**What is expected:**
Scan the entries for "blue". Every line that holds it is to be copied.

**Available records:**
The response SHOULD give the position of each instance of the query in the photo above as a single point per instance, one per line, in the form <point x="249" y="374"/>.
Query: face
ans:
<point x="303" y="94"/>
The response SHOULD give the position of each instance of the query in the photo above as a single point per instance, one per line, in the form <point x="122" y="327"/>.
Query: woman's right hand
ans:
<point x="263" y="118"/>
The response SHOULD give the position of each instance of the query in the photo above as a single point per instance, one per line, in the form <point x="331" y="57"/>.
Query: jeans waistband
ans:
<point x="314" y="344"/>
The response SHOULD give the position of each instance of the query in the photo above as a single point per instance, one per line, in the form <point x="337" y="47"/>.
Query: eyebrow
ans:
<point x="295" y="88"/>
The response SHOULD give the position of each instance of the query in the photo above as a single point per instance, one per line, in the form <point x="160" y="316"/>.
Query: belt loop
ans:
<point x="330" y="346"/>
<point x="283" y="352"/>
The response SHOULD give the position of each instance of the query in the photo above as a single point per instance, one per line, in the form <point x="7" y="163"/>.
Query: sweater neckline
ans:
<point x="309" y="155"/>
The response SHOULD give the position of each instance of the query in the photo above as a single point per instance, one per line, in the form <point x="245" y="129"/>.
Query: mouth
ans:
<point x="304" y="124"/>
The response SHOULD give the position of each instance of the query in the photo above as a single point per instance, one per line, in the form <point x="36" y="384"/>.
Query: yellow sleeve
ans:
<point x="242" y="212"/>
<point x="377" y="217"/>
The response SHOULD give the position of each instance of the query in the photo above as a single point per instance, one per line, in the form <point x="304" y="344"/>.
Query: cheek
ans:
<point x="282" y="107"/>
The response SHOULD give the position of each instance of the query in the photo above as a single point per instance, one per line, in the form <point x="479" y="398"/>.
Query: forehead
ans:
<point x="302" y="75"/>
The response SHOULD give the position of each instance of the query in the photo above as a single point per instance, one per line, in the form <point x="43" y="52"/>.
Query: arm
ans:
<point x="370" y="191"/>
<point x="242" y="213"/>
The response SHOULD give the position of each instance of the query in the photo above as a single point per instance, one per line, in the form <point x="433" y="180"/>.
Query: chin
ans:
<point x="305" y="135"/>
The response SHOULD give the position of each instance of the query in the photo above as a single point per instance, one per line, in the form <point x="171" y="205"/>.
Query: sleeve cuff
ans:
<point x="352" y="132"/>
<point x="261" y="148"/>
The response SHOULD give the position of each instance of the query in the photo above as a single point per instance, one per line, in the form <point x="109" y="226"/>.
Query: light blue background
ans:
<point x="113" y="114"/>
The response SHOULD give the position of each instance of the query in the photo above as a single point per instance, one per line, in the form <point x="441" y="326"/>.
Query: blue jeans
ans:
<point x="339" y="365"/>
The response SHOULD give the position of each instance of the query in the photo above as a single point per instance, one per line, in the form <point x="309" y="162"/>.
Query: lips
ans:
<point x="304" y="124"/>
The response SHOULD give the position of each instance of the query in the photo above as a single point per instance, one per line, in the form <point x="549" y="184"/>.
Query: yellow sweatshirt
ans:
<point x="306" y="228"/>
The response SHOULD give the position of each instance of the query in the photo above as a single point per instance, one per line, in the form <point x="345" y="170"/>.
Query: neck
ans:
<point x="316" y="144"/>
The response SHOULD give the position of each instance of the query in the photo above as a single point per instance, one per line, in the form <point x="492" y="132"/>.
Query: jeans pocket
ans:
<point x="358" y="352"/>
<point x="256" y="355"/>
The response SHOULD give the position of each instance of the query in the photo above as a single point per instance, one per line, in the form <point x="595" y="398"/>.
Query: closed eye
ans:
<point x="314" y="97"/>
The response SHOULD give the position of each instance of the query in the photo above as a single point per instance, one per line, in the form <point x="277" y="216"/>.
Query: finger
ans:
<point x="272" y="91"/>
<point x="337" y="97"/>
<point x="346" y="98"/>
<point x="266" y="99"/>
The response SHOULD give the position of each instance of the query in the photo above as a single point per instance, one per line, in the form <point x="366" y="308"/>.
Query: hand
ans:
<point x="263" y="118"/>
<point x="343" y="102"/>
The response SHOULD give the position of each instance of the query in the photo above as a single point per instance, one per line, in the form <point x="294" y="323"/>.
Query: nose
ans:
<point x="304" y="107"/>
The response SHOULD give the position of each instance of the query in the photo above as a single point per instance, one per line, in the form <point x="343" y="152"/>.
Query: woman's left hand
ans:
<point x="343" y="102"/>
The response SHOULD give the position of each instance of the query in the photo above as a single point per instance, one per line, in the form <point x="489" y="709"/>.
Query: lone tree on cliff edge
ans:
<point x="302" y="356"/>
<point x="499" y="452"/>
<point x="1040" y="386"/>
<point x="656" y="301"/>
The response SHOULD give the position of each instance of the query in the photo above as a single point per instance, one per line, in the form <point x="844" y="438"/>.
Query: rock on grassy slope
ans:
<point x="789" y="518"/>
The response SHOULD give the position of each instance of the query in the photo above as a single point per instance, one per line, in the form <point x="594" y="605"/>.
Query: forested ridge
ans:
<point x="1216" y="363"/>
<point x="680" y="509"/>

**Problem solution:**
Query: light blue background
Query: blue jeans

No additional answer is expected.